SHORT TASK 1:
Answer these questions using the post on public shaming:
(a) According to the post, what makes money in the marketplace of public humiliation?
(b) What is the title of Monica Lewinsky's TED talk?
(c) How many years before the post did the Clinton/Lewinsky scandal take place?
SHORT TASK 2: Extend the post on public shaming by writing what follows its final sentence.

I think I learned a wee lesson in compassion this week.

A marketplace has emerged, where public humiliation is a commodity and shame is an industry. How is the money made? Clicks.  The more shame, the more clicks; the more clicks, the more advertising dollars.
We’re in a dangerous cycle. The more we click on this kind of gossip, the numb we become to the lives behind it. And the more numb we get, the more we click. All the while, someone is making money off of someone else’s suffering.”

If, like me, you were fascinated/angered/bemused/repulsed by the Clinton/Lewinsky scandal of seventeen years ago, you need to hear Monica Lewinsky’s TED talk on The Price of Shame.

Lewinsky was the same age then as my son is now when she began an affair with her boss which led to, among many other events, the first national case of what we now call cyber bullying and/or slut shaming. Listening to her speech, I realized for the first time (a) how young she’d been when she (admittedly and profoundly regretfully) did something really, really stupid, [2] and (b) how painful the consequences were, for herself and her family, of having her mistake made public.

COLLECTED DATA:

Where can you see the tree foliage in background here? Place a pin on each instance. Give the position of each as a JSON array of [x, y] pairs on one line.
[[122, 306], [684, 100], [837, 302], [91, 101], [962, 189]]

EXERCISE OUTPUT 1:
(a) Clicks.
(b) The Price of Shame.
(c) Seventeen years.

EXERCISE OUTPUT 2:
Even if you think you had/have little interest in the pathetic affair, you heard the stories and the jokes, and we all formed opinions on the ensuring events based, at least in part, on the ensuing gossip.

Listen to her speech. We – the American public – owe it to both Ms. Lewinsky and ourselves to imagine, as she puts it, “walking a mile in someone else’s headline.”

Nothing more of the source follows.